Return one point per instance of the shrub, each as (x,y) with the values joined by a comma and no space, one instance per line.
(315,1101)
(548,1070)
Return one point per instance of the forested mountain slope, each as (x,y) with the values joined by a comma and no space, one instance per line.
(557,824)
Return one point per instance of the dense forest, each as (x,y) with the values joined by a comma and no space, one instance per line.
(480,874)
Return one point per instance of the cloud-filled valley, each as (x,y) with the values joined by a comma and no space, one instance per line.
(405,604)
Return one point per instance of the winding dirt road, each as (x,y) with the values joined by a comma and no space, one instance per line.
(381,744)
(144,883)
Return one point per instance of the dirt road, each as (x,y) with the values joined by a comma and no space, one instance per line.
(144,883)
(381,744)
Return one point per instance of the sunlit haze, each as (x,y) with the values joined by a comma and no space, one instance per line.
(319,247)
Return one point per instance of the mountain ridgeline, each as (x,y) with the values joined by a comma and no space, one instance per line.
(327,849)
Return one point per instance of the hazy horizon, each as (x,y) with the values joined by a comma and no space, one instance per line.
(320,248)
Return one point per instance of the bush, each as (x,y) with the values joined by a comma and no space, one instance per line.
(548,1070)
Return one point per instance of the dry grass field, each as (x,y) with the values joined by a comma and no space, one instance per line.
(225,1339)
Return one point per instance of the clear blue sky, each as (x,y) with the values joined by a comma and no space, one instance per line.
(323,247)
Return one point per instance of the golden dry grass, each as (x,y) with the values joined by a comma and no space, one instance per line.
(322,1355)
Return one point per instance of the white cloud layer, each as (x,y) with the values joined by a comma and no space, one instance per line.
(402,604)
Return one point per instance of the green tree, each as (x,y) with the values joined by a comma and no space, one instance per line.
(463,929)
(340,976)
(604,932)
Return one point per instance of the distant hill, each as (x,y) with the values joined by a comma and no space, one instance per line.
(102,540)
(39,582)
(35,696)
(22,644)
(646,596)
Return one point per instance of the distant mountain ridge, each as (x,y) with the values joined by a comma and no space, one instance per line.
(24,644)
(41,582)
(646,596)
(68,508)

++++++

> WORK TO COMPLETE
Repeat all of the entries above exactly.

> EXERCISE ANSWER
Return one point per instance of the shrub, each as (x,y) with the values joined by a comma and no space, one instance per line.
(315,1101)
(548,1070)
Return one point per instance of the forested mountain slope, each as (x,y) with the values joined by a comma and no space, one instance per line.
(557,824)
Return one point per instance of the dense forest, each as (x,y) with the values joined by a comma and no space, one instance per line.
(480,874)
Return one point per instance of the cloud-filled valley, each as (x,y) with the values joined by a comma and no space, one instance per line.
(405,604)
Return one point per instance of the winding dirt road, each as (x,y) with the values joined by a comma and no space, one instance per line.
(381,744)
(144,883)
Return one point per instance of the dirt road, each as (x,y) with the values joined by a comma and no space, one instance per line.
(144,883)
(381,744)
Return one point per instance of the sunlit haze, each as (x,y) with the values joined by a comma and no space, one instance per line.
(319,247)
Return one point per instance of the mountain ridgeline, each as (x,y) with the values joined by a comma and no space, one instance per line.
(327,849)
Return one point per instance of the hazy horizon, each as (x,y) with the values joined by a comma and no space, one instance per line.
(320,248)
Return one point per instance of the bush, each as (x,y) with the values joined by a comma and no space, one instance per line.
(548,1070)
Return one point per instance of the dry grass field, each as (x,y) with the values joined by a comma and no space, one instance per line.
(225,1339)
Return one point per instance of the clear blue sky, each as (x,y) with the values joined by a comma and no space, one instance per line.
(323,247)
Return one point per instance of the golden dry grass, each as (x,y) with the values joined by a comma and no space, one instance per line.
(322,1355)
Return one point per instance of the white cloud layer, each as (x,y) with the values joined by a comma and no space, one instance per line.
(402,604)
Return one point per instance of the green tree, each as (x,y) with the values joined by a comma and no space, one instance per line.
(463,929)
(340,976)
(604,932)
Return one point per instance of the distant hill, each as (x,y) with the values joined by a comma and no space, one instance per line.
(102,540)
(39,582)
(35,696)
(22,644)
(646,596)
Return one point per instance of the distant mountain ridge, each as (x,y) with the values joined by a comma and no space, one instance per line.
(24,644)
(41,582)
(646,596)
(68,508)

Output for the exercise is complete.